Stored records
↓↓↓
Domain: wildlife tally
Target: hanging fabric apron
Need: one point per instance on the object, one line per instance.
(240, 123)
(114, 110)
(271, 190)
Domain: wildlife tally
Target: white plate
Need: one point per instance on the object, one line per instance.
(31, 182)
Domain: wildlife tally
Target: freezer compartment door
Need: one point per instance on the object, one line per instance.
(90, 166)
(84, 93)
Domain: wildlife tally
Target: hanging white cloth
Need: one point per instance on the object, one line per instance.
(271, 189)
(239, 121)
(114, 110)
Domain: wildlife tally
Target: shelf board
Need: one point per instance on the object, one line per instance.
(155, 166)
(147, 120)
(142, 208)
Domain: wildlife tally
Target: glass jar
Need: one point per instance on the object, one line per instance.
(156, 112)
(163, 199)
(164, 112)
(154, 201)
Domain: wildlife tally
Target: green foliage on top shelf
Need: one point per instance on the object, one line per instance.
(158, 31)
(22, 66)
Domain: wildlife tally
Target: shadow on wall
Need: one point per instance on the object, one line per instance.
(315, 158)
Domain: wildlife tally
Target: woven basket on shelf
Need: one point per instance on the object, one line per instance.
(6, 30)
↑↑↑
→ WHAT THIS TASK INVOLVES: Identify each line of the entries that contains the string "Target", and copy those lines out. Case counts.

→ RESULT FOR THIS TASK:
Target: hanging fabric apron
Target: white plate
Target: freezer compartment door
Target: hanging white cloth
Target: shelf board
Target: glass jar
Target: green foliage on top shelf
Target: shadow on wall
Target: woven basket on shelf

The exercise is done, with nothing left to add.